-- Begin Records for this task --
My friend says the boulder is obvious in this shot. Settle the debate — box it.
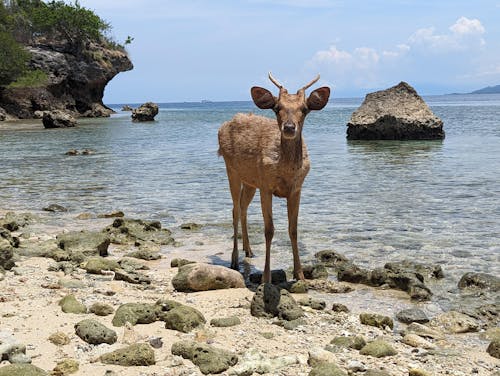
[171,341,238,375]
[250,283,304,321]
[75,319,118,345]
[132,102,158,122]
[99,343,156,367]
[42,110,76,129]
[347,82,445,140]
[172,263,245,292]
-- End Records for this task --
(What is asked)
Format the lines above as a Markdown table with the columns "Row" and "Line text," numbering each row and skipping blank lines. Leave the picture out of the table.

(Answer to this exercise)
| Row | Line text |
|---|---|
| 1 | My friend says the boulder is obvious in this shot. Settle the debate — box it. |
| 2 | [171,341,238,375] |
| 3 | [250,283,304,321] |
| 4 | [75,319,118,345] |
| 5 | [132,102,158,122] |
| 6 | [99,343,156,367] |
| 7 | [42,110,76,129] |
| 8 | [347,82,445,140] |
| 9 | [172,263,245,292] |